■ **EXTRAIT DU TEXTE**
————
Publié le Mardi 19 Novembre 2024 à 10:18

Face au manque de moyens dans les EHPAD, 53 maires bretons engagent la responsabilité de l’État et des Agences régionales de santé devant le tribunal administratif. Au-delà des indemnités espérées pour améliorer la situation financière de ces établissements, ils comptent aussi alerter sur des conditions de travail et de vie difficiles au sein de leurs structures.


« Aujourd’hui, 85 % des EHPAD associatifs ou territoriaux sont en déficit. Certains ne peuvent même plus payer l’électricité ou les loyers ! ». Le constat de Jean-Louis Even, maire de La Roche-Jaudy, une commune des Côtes-d’Armor, est sans appel : « La situation se dégrade au détriment du personnel et des résidents des EHPAD ». Face à l’absence de réponse des pouvoirs publics, 53 mairies de Bretagne ont donc décidé de poursuivre l’État et les Agences régionales de santé auprès du tribunal administratif de Rennes. Depuis plusieurs mois, les maires concernés, qui, aux termes de l'article L. 123-6 du code de l'action sociale et des familles, sont, de droit, présidents du Conseil d’administration des CCAS locaux (Centres communaux d’action sociale), ont ainsi engagé les démarches prévues par la procédure, avec notamment l’envoi, dès le mois de mai 2024, de demandes et de recours administratifs préalables déposés auprès des administrations de tutelle : Départements, ARS et État.

16 premiers dossiers déposés au tribunal administratif

Depuis, un accord a été trouvé avec les Conseils départementaux du Finistère, des Côtes-d’Armor et d’Ille-et-Vilaine – le quatrième département breton, le Morbihan, n’ayant pas été sollicité dans cette première vague. Le litige demeure néanmoins actif pour les ARS et l’État, qui n’ont pas répondu aux demandes, « entraînant donc un rejet implicite », explique Maître Cédric Roquet, avocat au Cabinet Coudray de Rennes et représentant des maires. « Ces étapes, dont celle du pré-contentieux, sont nécessaires au bon déroulement de la procédure », insiste l’avocat.

Les démarches réglementaires ayant désormais été effectuées, une première vague de 16 requêtes introductives d’instance a été déposée entre le 15 et le 17 septembre au tribunal administratif de Rennes. Une deuxième vague, d’une quinzaine de demandes indemnitaires préalables, a quant à elle été envoyée au début du mois d’octobre, et d’autres devraient suivre encore. « Réunir les pièces de ces dossiers de recours est chronophage et parfois compliqué. Il est donc tout à fait normal que les démarches ne suivent pas toutes le même rythme dans les structures concernées, mais l’ensemble des procédures avance », indique Me Roquet. « D’ici le premier trimestre 2025, entre 40 et 50 dossiers auront été transmis au tribunal », complète Jean-Louis Even, qui espère faire grossir les rangs des maires contestataires jusqu’à atteindre, à terme, les 100 dossiers.
————
Entrées sauvegardées
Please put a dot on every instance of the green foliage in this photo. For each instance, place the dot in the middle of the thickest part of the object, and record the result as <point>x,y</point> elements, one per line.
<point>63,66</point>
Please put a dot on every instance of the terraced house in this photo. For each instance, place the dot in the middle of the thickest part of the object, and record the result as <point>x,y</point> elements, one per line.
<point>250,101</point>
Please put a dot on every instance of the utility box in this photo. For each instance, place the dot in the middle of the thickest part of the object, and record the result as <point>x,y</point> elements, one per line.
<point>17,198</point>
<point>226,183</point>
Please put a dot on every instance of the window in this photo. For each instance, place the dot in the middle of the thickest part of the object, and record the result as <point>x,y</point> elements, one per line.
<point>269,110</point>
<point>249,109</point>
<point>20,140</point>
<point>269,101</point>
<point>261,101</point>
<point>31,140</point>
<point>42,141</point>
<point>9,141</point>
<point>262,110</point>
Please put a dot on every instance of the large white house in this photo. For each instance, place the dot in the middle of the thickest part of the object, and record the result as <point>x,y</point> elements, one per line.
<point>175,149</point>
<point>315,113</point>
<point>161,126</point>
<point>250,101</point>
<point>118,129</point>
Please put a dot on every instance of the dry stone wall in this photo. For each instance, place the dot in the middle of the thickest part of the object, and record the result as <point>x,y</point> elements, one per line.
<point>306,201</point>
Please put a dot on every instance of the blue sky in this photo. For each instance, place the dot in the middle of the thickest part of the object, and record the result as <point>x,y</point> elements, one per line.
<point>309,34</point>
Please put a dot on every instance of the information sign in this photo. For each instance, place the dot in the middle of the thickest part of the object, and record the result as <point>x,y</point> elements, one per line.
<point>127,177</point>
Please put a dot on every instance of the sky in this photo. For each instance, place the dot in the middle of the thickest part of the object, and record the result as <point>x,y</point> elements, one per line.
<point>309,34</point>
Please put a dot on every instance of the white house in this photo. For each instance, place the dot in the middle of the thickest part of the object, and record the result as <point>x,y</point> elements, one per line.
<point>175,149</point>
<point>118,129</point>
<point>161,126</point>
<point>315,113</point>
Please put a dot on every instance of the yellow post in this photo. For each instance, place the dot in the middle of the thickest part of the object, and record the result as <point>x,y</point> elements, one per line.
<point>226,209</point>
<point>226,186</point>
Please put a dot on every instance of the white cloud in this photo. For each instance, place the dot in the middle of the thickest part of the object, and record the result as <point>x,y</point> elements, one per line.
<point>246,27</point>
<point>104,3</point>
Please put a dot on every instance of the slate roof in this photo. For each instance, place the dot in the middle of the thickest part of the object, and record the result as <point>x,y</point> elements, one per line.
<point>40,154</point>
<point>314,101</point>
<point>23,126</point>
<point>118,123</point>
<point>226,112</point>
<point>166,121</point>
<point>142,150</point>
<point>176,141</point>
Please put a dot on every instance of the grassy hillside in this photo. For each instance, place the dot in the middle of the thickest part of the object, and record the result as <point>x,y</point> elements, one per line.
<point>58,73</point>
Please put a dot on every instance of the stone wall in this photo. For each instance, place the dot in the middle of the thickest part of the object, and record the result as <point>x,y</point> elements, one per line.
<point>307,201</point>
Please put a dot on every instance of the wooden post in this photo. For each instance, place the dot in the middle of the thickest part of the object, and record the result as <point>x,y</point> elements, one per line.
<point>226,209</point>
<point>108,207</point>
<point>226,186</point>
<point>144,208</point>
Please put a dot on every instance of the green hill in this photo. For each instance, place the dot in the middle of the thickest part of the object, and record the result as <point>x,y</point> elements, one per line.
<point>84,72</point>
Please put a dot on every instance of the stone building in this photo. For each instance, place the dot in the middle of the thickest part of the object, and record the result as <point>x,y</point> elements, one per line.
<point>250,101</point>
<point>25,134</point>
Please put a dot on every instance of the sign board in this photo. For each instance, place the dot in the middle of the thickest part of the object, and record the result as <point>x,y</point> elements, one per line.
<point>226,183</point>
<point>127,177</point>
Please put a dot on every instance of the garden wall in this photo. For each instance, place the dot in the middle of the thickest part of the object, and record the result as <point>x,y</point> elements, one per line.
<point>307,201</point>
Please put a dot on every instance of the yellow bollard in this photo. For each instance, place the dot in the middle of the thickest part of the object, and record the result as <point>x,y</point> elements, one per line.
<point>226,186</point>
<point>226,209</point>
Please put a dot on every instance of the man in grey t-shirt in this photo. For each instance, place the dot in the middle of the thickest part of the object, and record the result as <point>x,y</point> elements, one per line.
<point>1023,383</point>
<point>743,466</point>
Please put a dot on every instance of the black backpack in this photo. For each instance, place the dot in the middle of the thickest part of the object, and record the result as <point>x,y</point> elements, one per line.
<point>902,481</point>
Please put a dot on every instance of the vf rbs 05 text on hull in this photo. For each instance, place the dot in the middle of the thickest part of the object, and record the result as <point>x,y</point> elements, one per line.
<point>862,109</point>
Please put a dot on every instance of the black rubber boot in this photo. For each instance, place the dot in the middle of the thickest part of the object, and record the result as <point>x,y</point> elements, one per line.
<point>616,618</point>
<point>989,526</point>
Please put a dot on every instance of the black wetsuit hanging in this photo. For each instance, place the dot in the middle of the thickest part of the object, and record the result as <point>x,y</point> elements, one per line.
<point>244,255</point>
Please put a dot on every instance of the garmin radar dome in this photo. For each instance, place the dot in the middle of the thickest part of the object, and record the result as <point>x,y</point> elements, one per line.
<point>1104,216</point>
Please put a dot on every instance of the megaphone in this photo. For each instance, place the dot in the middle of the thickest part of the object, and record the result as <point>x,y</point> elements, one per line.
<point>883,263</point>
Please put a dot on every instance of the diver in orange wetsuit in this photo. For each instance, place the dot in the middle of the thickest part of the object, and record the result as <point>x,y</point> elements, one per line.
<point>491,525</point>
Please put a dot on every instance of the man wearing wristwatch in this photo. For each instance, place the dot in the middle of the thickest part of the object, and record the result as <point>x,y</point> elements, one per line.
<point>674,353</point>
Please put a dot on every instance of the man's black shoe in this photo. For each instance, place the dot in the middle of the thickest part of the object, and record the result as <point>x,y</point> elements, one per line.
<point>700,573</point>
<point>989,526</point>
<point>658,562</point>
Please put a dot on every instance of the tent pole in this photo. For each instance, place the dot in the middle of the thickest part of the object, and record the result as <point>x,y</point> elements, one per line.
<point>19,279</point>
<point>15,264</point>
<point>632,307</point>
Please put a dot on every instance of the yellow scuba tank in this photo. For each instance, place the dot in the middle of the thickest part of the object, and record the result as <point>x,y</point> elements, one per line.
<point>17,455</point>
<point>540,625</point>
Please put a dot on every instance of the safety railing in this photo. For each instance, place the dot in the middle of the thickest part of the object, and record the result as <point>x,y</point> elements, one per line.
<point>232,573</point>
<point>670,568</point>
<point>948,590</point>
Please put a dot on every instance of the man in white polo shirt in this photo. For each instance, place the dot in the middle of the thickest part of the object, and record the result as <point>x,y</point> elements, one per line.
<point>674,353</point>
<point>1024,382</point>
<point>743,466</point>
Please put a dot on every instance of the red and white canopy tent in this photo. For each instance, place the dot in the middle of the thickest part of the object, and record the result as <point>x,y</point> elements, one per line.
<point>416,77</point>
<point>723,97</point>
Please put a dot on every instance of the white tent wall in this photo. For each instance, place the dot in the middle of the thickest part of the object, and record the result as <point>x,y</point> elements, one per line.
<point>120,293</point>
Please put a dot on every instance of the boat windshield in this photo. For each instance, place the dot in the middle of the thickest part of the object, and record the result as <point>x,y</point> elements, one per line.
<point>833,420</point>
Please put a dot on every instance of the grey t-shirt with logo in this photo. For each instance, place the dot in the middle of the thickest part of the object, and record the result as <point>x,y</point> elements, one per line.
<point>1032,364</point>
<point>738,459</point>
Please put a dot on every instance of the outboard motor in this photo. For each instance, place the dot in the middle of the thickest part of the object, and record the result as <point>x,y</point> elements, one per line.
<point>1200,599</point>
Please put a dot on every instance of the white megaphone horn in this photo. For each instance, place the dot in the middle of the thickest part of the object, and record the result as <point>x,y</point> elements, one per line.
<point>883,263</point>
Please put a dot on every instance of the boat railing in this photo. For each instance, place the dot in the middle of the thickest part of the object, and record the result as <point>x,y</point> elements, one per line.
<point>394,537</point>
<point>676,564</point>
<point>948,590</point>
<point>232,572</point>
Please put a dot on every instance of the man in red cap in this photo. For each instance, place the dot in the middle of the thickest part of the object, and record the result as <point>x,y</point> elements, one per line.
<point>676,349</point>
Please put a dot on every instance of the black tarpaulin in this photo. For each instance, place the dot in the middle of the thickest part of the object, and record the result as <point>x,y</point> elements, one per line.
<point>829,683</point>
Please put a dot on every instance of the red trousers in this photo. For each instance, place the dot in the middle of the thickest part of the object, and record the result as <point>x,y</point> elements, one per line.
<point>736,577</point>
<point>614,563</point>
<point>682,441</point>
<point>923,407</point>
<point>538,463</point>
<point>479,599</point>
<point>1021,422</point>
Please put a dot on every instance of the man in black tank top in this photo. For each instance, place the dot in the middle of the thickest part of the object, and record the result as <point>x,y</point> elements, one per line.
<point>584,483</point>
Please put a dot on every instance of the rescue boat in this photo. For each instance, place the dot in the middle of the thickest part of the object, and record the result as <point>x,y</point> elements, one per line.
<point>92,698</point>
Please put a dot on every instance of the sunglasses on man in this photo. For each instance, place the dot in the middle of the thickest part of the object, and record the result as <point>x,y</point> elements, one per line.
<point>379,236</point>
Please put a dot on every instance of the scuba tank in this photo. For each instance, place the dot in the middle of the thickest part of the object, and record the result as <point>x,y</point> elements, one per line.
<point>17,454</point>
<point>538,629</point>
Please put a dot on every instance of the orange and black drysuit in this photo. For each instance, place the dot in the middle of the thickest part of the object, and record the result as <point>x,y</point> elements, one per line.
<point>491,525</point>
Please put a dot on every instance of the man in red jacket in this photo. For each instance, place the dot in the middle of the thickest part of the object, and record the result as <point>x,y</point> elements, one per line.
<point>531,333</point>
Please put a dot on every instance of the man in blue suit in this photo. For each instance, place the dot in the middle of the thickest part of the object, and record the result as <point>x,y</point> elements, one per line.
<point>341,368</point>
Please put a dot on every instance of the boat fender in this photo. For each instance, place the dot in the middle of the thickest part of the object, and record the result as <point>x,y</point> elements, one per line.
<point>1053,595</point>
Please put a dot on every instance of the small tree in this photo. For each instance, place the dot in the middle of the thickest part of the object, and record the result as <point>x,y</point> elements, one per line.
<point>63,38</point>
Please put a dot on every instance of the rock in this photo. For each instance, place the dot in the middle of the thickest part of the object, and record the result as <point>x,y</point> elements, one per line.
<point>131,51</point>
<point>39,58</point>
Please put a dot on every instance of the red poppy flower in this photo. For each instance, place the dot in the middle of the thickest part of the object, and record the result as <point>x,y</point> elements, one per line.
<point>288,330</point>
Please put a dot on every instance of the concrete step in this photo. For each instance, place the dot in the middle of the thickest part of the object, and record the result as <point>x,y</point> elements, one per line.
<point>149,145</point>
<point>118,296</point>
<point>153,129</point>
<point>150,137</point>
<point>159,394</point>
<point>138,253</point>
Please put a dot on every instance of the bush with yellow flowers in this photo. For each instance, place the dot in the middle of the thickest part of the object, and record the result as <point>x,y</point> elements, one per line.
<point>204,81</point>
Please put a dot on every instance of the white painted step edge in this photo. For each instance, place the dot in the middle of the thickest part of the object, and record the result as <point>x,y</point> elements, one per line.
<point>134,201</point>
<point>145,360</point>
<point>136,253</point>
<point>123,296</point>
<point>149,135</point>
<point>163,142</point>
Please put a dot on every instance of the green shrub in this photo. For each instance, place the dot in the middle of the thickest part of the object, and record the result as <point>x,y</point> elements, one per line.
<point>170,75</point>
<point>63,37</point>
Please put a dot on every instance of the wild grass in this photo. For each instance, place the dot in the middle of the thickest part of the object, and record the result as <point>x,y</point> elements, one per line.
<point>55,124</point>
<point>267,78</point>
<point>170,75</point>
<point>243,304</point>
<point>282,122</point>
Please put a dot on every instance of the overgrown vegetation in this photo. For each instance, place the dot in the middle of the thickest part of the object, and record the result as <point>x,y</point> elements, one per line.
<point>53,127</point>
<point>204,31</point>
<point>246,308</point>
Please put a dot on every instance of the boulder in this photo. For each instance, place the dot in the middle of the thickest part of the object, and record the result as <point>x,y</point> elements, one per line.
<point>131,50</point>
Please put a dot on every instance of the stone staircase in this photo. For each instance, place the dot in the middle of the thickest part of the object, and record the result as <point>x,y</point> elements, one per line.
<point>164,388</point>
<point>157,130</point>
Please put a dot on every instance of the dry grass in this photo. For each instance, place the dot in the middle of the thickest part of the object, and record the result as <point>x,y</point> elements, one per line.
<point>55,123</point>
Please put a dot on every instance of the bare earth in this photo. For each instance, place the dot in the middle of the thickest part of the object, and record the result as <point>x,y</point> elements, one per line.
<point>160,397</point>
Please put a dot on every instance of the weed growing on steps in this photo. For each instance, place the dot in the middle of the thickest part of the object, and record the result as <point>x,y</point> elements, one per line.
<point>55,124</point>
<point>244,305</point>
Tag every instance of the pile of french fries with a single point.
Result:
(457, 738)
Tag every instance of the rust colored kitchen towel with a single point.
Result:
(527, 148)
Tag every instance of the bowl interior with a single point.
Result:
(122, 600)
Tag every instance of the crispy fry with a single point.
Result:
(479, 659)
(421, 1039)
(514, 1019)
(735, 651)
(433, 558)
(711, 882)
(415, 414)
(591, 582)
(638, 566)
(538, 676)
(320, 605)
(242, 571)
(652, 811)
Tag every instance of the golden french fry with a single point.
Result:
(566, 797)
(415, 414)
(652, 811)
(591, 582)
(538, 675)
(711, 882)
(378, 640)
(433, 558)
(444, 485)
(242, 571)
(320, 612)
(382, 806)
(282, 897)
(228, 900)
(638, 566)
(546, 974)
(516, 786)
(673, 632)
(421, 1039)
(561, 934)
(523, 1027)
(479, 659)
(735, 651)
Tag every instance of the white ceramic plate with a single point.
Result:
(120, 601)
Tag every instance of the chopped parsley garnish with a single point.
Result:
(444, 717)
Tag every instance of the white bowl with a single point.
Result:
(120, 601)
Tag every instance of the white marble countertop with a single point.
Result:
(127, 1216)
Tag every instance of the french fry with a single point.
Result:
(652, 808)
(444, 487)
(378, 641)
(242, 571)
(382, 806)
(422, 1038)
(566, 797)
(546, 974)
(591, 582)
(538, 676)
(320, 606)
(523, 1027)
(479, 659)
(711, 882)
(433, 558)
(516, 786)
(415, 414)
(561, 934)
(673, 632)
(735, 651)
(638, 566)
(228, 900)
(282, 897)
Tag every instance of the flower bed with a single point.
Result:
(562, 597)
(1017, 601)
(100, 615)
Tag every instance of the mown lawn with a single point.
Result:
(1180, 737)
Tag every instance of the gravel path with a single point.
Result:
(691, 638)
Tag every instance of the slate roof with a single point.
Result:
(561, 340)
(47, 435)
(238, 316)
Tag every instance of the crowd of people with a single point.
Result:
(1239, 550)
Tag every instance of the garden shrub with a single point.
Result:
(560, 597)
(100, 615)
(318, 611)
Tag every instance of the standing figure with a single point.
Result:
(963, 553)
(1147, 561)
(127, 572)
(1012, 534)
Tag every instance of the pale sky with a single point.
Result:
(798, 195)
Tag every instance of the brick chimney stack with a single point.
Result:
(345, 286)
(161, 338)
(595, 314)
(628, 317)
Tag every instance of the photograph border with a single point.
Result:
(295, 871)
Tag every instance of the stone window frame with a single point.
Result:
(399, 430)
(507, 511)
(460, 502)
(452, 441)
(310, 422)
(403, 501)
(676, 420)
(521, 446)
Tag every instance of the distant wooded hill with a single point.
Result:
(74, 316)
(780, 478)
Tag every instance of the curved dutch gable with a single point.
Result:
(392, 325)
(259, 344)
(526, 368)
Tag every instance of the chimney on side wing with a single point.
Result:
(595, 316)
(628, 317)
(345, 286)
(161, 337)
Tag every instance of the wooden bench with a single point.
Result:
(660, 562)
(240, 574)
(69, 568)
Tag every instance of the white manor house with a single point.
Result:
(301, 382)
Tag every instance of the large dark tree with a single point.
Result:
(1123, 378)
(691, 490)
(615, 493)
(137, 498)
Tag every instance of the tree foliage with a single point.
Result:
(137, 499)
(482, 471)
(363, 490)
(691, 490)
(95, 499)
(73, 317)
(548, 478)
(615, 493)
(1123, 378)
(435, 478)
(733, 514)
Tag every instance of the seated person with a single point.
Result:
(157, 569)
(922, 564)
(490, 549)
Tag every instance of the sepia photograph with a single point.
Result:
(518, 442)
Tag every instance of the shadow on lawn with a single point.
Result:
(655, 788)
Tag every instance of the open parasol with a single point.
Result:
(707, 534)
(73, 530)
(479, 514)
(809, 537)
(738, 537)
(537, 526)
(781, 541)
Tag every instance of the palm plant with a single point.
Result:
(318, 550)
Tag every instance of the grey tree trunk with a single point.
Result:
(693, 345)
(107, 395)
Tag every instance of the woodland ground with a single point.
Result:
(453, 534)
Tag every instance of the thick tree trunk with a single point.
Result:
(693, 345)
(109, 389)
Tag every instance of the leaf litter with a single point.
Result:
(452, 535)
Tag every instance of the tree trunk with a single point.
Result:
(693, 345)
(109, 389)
————
■ **TRAVAIL DEMANDÉ**
1. Mettez à jour les enregistrements en commençant à la ligne qui contient « Please put a dot on every instance of the garmin » et en terminant à celle qui contient « <point>632,307</point> », ces deux lignes comprises : remplacez « megaphone » par « bullhorn », ne modifiez rien d'autre et ne redonnez que ces lignes.
2. Prolongez le texte sur le recours des maires bretons contre l'État au sujet des EHPAD, à partir de sa dernière phrase.

■ **RÉSULTATS**
1.
Please put a dot on every instance of the garmin radar dome in this photo. For each instance, place the dot in the middle of the thickest part of the object, and record the result as <point>x,y</point> elements, one per line.
<point>1104,216</point>
Please put a dot on every instance of the bullhorn in this photo. For each instance, place the dot in the middle of the thickest part of the object, and record the result as <point>x,y</point> elements, one per line.
<point>883,263</point>
Please put a dot on every instance of the diver in orange wetsuit in this photo. For each instance, place the dot in the middle of the thickest part of the object, and record the result as <point>x,y</point> elements, one per line.
<point>491,525</point>
Please put a dot on every instance of the man wearing wristwatch in this photo. For each instance, place the dot in the middle of the thickest part of the object, and record the result as <point>x,y</point> elements, one per line.
<point>674,353</point>
Please put a dot on every instance of the man's black shoe in this photo. For each instance, place the dot in the middle of the thickest part of the object, and record the result as <point>x,y</point> elements, one per line.
<point>700,573</point>
<point>989,526</point>
<point>658,562</point>
Please put a dot on every instance of the tent pole in this photo. For each instance, place the dot in the middle of the thickest part of the object, and record the result as <point>x,y</point> elements, one per line.
<point>19,279</point>
<point>15,264</point>
<point>632,307</point>

2.
Trois préjudices mis en avant

Et, si chaque structure a décidé de déposer elle-même son recours, c’est bien à cause du préjudice et du type de démarche choisie. En effet, le contentieux vise à mettre en évidence l’existence d’une faute, soit « la méconnaissance des obligations de financement des autorités de tutelle, portant préjudice aux EHPAD, et en l’occurrence la difficulté de faire fonctionner les EHPAD au quotidien, et d’assurer de l’aide et des soins de qualité aux résidents », explique Me Roquet, insistant ici sur les droits fondamentaux et sur les notions « de dignité, d’autonomie et de vie privée et familiale ». Les CCAS qui attaquent l’État visent donc à obtenir des indemnités pour les préjudices subis, avec déjà huit millions d’euros demandés autour de trois principaux types de préjudices : économiques, d’image et de gestion.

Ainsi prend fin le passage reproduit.